GIVEN PASSAGE:
┌────────
A: (Preston) Quite literally, the first thing that got me through it is prayer. Then knowing Biblical truth is huge. Three, the concern and caring and sensitive expressions of friends, [including] phone calls and visits.
>> Billy Graham once shared how to get through overwhelming loss.
Q: Many people have lost loved ones due to COVID, and this Christmas may be one of the first big family gatherings. What could we do to help those grieving?
A: (Kathy) There may even be somewhat of a fear [for those gathering]. You lost a loved one to an illness that’s being caused typically by mass exposure. So be sensitive to that.
If they’re with you, don’t act like [the one who died] didn’t exist. Don’t tiptoe around it. Acknowledge, “Can I give you a hug?” You can pray for them.
If they’re not with you, send them a text, [saying] this is a difficult time and you’re thinking of them. Or send them a memory. It may make them cry, but it’s not a bad cry. Because they realize their deceased loved one had meaning to other people besides just them—and the fact you’re acknowledging that means a lot.
Q: What can I do to honor a lost loved one?
A: (Preston) It can be anything as simple as filling the stocking of your loved one and giving [the gifts inside] to a needy person or launching a fairly major project to honor the person. The idea is to adapt your celebration, be creative, do what works well for you, honors the person and keeps the purpose of the holiday in view. In the Bible we read about a sacrifice of praise.
“Through him then let us continually offer up a sacrifice of praise to God, that is, the fruit of lips that acknowledge his name.” —Hebrews 13:15
One way of understanding sacrifice of praise is the praise you give when it hurts. While inclinations when hurting can be to draw in, it can be therapeutic for you, as well as others, if somewhere in the middle of your pain you can find a way to reach out. Jesus said it is more blessed to give than receive.
Q: Often, people avoid talking about someone’s loss, thinking it will be too painful. But many times, those who have lost someone close actually want to talk about that person. What’s been your experience with this?
A: (Preston) Within a few weeks, the assumption in people’s minds is you will be back to “normal.” Within two months [of my son and dad’s deaths], I had someone say to me, “It’s time to get past this.” You’ll learn to live with it, but you’ll never get past it. For each person, that’ll look different.
└────────
THE DATA:
┌────────
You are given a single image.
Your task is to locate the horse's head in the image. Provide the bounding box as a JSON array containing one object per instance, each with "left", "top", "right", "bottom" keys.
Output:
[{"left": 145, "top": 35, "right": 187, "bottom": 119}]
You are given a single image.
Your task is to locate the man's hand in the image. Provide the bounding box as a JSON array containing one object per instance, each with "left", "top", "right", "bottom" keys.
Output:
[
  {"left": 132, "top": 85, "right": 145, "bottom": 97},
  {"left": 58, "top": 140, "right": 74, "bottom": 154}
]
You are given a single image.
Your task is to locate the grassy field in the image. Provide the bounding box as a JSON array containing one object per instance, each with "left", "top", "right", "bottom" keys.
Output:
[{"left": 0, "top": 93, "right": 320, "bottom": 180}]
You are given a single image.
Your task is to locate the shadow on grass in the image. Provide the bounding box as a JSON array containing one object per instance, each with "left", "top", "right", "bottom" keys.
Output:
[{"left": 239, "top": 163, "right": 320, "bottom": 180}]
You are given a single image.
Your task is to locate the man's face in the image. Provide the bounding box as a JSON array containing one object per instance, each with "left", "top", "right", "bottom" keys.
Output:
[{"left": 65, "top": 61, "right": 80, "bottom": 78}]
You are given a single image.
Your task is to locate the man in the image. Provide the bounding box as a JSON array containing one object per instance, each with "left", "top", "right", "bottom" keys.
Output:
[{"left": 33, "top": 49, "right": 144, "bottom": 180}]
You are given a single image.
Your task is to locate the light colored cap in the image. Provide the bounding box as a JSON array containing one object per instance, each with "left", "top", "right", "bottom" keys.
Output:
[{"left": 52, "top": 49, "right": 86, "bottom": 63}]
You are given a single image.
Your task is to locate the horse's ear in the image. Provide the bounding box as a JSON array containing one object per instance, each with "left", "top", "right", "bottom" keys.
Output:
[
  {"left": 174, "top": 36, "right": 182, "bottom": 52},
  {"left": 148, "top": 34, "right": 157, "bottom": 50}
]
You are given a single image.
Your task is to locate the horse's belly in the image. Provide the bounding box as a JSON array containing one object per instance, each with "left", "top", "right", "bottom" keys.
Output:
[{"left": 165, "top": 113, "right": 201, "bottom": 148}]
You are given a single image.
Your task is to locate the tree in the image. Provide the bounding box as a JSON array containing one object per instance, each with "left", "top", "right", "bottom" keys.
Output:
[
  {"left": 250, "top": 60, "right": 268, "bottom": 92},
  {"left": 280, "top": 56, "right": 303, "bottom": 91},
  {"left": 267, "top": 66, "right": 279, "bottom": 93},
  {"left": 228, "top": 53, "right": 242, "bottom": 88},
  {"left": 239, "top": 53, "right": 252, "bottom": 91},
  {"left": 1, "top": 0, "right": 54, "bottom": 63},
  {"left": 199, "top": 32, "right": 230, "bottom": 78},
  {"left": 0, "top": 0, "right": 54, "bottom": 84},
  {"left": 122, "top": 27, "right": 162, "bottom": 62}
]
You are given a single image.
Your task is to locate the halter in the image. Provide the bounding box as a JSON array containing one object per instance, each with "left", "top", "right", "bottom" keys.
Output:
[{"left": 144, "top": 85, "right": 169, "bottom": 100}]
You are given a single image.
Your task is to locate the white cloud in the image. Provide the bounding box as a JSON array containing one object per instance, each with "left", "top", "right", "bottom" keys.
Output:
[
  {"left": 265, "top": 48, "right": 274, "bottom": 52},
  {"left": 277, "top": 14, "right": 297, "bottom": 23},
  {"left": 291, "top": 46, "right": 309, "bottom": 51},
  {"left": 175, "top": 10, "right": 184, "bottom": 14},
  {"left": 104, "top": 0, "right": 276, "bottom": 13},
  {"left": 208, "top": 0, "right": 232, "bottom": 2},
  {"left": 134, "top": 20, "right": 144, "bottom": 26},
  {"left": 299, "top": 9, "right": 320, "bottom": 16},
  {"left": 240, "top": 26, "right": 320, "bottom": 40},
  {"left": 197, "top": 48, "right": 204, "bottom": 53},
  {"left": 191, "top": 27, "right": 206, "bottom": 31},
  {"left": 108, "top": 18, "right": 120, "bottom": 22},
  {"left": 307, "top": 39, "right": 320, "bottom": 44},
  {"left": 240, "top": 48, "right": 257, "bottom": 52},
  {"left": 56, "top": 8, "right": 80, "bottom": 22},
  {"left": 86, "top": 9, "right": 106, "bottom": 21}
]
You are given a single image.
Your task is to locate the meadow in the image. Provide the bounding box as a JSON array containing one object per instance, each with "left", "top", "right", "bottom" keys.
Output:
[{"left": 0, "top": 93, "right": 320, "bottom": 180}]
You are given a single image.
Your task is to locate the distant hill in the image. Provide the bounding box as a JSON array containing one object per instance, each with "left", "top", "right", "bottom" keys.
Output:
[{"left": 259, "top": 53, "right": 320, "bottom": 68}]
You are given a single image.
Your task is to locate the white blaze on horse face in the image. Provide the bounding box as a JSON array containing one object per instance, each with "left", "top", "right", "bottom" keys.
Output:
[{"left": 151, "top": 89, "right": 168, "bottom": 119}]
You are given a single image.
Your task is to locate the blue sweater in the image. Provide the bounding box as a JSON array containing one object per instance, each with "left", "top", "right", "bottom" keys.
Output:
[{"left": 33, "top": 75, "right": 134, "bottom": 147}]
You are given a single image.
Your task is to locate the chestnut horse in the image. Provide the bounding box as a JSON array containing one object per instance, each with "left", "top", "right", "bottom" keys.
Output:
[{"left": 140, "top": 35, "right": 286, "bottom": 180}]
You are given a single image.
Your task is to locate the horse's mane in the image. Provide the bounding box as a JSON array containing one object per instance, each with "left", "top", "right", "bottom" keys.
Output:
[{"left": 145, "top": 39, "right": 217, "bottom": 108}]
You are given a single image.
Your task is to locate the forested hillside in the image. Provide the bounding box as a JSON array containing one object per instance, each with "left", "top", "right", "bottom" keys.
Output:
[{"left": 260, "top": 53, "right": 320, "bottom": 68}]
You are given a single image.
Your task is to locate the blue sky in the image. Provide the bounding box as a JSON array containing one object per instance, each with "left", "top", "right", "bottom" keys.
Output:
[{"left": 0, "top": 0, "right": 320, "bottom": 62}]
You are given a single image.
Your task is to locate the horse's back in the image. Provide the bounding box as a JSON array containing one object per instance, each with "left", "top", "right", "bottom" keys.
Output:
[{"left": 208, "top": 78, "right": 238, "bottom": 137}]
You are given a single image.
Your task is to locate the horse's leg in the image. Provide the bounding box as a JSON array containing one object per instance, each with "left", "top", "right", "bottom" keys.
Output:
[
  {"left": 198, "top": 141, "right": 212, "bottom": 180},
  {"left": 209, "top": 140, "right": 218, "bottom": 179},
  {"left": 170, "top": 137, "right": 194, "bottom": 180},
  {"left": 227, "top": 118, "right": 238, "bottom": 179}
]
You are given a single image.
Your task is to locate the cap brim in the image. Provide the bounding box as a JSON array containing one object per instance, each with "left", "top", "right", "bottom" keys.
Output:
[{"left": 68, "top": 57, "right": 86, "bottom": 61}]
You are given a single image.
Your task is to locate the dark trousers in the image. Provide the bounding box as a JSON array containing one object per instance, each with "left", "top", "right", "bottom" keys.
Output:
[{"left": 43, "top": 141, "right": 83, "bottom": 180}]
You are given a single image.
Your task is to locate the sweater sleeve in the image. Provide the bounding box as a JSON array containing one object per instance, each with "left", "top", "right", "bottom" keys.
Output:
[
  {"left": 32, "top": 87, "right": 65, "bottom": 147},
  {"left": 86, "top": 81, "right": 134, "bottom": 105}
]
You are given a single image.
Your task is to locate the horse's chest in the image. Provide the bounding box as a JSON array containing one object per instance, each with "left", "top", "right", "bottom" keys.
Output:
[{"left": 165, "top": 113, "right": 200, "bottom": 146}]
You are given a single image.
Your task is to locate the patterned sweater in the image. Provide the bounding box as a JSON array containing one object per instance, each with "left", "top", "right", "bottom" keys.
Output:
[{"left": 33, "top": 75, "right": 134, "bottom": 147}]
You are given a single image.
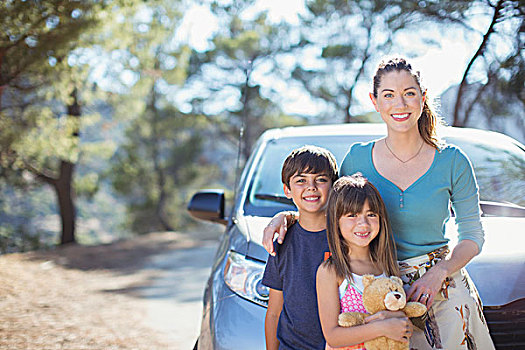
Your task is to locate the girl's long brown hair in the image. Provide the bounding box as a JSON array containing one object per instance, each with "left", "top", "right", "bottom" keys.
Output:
[
  {"left": 372, "top": 57, "right": 443, "bottom": 149},
  {"left": 326, "top": 173, "right": 399, "bottom": 278}
]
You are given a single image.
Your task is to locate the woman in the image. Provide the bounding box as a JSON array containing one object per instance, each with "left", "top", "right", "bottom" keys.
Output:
[{"left": 263, "top": 58, "right": 494, "bottom": 350}]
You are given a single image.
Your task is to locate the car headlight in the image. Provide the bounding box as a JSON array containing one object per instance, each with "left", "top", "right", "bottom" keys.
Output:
[{"left": 224, "top": 251, "right": 270, "bottom": 307}]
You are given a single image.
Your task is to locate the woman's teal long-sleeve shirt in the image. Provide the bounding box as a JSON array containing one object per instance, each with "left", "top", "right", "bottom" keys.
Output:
[{"left": 340, "top": 141, "right": 484, "bottom": 260}]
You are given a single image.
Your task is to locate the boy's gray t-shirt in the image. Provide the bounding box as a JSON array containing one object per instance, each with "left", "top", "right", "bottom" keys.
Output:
[{"left": 262, "top": 223, "right": 330, "bottom": 350}]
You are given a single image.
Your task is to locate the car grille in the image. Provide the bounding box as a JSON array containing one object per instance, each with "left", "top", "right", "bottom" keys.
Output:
[{"left": 483, "top": 299, "right": 525, "bottom": 350}]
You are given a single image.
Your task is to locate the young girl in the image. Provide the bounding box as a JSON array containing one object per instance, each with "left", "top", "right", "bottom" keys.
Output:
[{"left": 317, "top": 173, "right": 411, "bottom": 349}]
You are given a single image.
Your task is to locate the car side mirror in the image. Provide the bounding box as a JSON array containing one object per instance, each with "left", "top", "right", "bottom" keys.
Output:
[{"left": 188, "top": 190, "right": 228, "bottom": 225}]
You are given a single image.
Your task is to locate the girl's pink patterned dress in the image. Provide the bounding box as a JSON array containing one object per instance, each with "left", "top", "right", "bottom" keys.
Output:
[{"left": 326, "top": 275, "right": 366, "bottom": 350}]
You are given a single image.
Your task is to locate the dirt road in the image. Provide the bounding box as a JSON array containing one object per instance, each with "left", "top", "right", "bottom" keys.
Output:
[{"left": 0, "top": 231, "right": 220, "bottom": 350}]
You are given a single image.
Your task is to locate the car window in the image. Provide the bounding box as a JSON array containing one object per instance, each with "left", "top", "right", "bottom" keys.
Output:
[
  {"left": 244, "top": 135, "right": 525, "bottom": 216},
  {"left": 447, "top": 137, "right": 525, "bottom": 206}
]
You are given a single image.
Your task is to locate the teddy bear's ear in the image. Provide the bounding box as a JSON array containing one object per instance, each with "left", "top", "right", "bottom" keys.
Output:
[
  {"left": 390, "top": 276, "right": 403, "bottom": 285},
  {"left": 363, "top": 275, "right": 376, "bottom": 288}
]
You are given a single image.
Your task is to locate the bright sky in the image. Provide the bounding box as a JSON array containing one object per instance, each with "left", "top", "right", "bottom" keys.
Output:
[{"left": 178, "top": 0, "right": 485, "bottom": 114}]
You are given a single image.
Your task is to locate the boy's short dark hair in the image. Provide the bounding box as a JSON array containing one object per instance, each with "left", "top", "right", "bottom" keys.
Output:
[{"left": 281, "top": 145, "right": 339, "bottom": 187}]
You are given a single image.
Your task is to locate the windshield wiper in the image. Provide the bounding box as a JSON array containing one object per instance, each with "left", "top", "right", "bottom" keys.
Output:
[{"left": 254, "top": 193, "right": 294, "bottom": 205}]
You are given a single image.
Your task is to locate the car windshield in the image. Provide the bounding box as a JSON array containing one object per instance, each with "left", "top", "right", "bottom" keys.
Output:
[{"left": 244, "top": 135, "right": 525, "bottom": 216}]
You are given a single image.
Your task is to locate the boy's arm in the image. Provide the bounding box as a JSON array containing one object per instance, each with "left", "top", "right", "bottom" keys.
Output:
[{"left": 264, "top": 288, "right": 283, "bottom": 350}]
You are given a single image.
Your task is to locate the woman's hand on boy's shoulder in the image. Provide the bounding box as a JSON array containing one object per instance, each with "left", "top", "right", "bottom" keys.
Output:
[{"left": 262, "top": 213, "right": 287, "bottom": 256}]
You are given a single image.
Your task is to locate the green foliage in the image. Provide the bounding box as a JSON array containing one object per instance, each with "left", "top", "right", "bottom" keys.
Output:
[{"left": 111, "top": 108, "right": 214, "bottom": 233}]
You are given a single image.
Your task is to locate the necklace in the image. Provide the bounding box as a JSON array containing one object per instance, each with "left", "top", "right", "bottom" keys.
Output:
[{"left": 385, "top": 138, "right": 425, "bottom": 164}]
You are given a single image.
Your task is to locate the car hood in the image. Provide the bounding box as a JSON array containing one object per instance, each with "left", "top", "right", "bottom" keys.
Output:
[{"left": 239, "top": 216, "right": 525, "bottom": 306}]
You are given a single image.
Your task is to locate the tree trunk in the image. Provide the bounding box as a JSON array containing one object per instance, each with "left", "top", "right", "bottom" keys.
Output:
[
  {"left": 452, "top": 0, "right": 504, "bottom": 126},
  {"left": 53, "top": 161, "right": 76, "bottom": 244},
  {"left": 53, "top": 89, "right": 82, "bottom": 244}
]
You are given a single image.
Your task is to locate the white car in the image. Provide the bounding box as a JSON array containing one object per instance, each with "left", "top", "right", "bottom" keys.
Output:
[{"left": 188, "top": 124, "right": 525, "bottom": 350}]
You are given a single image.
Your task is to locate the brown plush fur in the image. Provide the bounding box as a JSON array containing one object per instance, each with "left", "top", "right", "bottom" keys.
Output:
[{"left": 339, "top": 275, "right": 427, "bottom": 350}]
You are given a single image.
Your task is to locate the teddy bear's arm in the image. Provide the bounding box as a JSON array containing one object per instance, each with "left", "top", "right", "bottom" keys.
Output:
[
  {"left": 339, "top": 312, "right": 368, "bottom": 327},
  {"left": 403, "top": 301, "right": 427, "bottom": 317}
]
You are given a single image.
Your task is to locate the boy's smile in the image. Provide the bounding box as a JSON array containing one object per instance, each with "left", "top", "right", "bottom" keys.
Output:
[{"left": 284, "top": 173, "right": 332, "bottom": 214}]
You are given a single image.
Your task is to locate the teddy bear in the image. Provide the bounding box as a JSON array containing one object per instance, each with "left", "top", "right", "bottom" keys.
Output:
[{"left": 339, "top": 275, "right": 427, "bottom": 350}]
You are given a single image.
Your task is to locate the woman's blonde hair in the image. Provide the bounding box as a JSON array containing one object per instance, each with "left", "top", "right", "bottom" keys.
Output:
[
  {"left": 326, "top": 173, "right": 399, "bottom": 278},
  {"left": 372, "top": 57, "right": 443, "bottom": 149}
]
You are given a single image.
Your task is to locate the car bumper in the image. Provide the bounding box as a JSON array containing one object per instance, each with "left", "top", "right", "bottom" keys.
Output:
[{"left": 198, "top": 262, "right": 266, "bottom": 350}]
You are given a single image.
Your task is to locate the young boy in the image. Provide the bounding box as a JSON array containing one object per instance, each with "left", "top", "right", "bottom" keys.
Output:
[{"left": 262, "top": 146, "right": 338, "bottom": 350}]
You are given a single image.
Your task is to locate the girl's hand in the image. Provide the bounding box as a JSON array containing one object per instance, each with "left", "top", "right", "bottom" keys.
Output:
[
  {"left": 378, "top": 317, "right": 412, "bottom": 343},
  {"left": 365, "top": 310, "right": 406, "bottom": 323},
  {"left": 407, "top": 263, "right": 448, "bottom": 309},
  {"left": 263, "top": 212, "right": 288, "bottom": 256}
]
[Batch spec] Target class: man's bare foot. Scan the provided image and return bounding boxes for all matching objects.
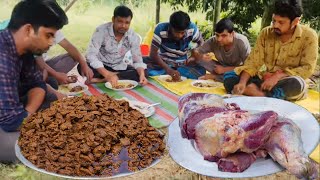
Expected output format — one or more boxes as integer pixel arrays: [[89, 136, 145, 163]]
[[90, 78, 107, 83], [243, 83, 266, 96], [198, 74, 216, 80]]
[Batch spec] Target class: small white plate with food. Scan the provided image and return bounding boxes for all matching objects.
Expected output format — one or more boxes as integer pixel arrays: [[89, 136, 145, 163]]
[[191, 80, 222, 89], [104, 80, 138, 91], [118, 97, 160, 117], [158, 75, 187, 83], [58, 83, 89, 96]]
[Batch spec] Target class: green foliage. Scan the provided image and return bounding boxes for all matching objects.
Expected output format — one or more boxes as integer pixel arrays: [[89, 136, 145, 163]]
[[302, 0, 320, 31], [117, 0, 149, 7], [74, 0, 95, 14], [195, 21, 213, 40], [162, 0, 320, 33]]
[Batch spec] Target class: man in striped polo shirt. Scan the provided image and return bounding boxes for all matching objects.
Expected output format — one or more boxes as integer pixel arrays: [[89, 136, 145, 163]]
[[145, 11, 205, 79]]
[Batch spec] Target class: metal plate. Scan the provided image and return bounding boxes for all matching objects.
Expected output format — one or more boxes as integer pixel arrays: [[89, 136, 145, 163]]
[[58, 82, 89, 96], [191, 80, 223, 89], [168, 97, 319, 178], [14, 130, 168, 180], [158, 75, 187, 83], [117, 97, 156, 118], [104, 80, 138, 91]]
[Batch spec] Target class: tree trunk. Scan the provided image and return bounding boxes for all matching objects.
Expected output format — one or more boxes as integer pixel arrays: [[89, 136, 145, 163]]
[[156, 0, 160, 24], [64, 0, 77, 12], [261, 0, 275, 29], [212, 0, 222, 32]]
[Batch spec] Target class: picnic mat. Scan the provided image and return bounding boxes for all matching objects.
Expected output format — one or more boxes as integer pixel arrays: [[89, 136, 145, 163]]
└────────
TO DO:
[a] In the interview on grief, what does Preston name as the very first thing that got him through his loss?
[b] Continue the interview on grief after its last sentence.
The items stand apart from the interview on grief and are separate material.

RESPONSES:
[a] Prayer.

[b]
Sometimes people think, if I mention their departed loved one, it’s going to cause them grief all over again or bring it all back up. That goes back to idea that people are living with [their grief]. It’s not like they had it, they buried it, it’s all done.
Q: The holidays will never be the same without a lost loved one. How do you still find joy those days?
A: (Kathy) The first year we tried to decorate the tree, none of us could do it. It was too much of a painful reminder of what Natalie wanted to do. And so we thought, “We just need to get away.” So we picked up and went on a cruise. We realized then, this is nice. Because we still can celebrate the time and the season, but it doesn’t feel like it’s smothering us because we’re not at home where the memories are all on top of us.
Everyone has their own way of grieving and handling the loss of a loved one. For some people, they really want to be with family.
Q: Does the loss get easier with time?
A: (Preston) I think the best way to understand that is think of how physical pain works. When you suffer a physical injury your pain may be very acute, very intense, throbbing for some time. But with the passage of time, with healing, the intensity and acuteness of the pain may subside and take a different form. Maybe it becomes a soreness or limp you live with. That doesn’t mean you’re the same.
Q: How has your faith made a difference in your grieving process?
A: (Kathy) My faith has made all the difference in my grieving process. If I didn’t have Jesus Christ as my hope that I’ll see my daughter again one day, I don’t know that I’d want to get up every day. I also know that because Natalie belonged to God and He allowed me to be her earthly parent, I know He’s taking better care of her now than I ever could.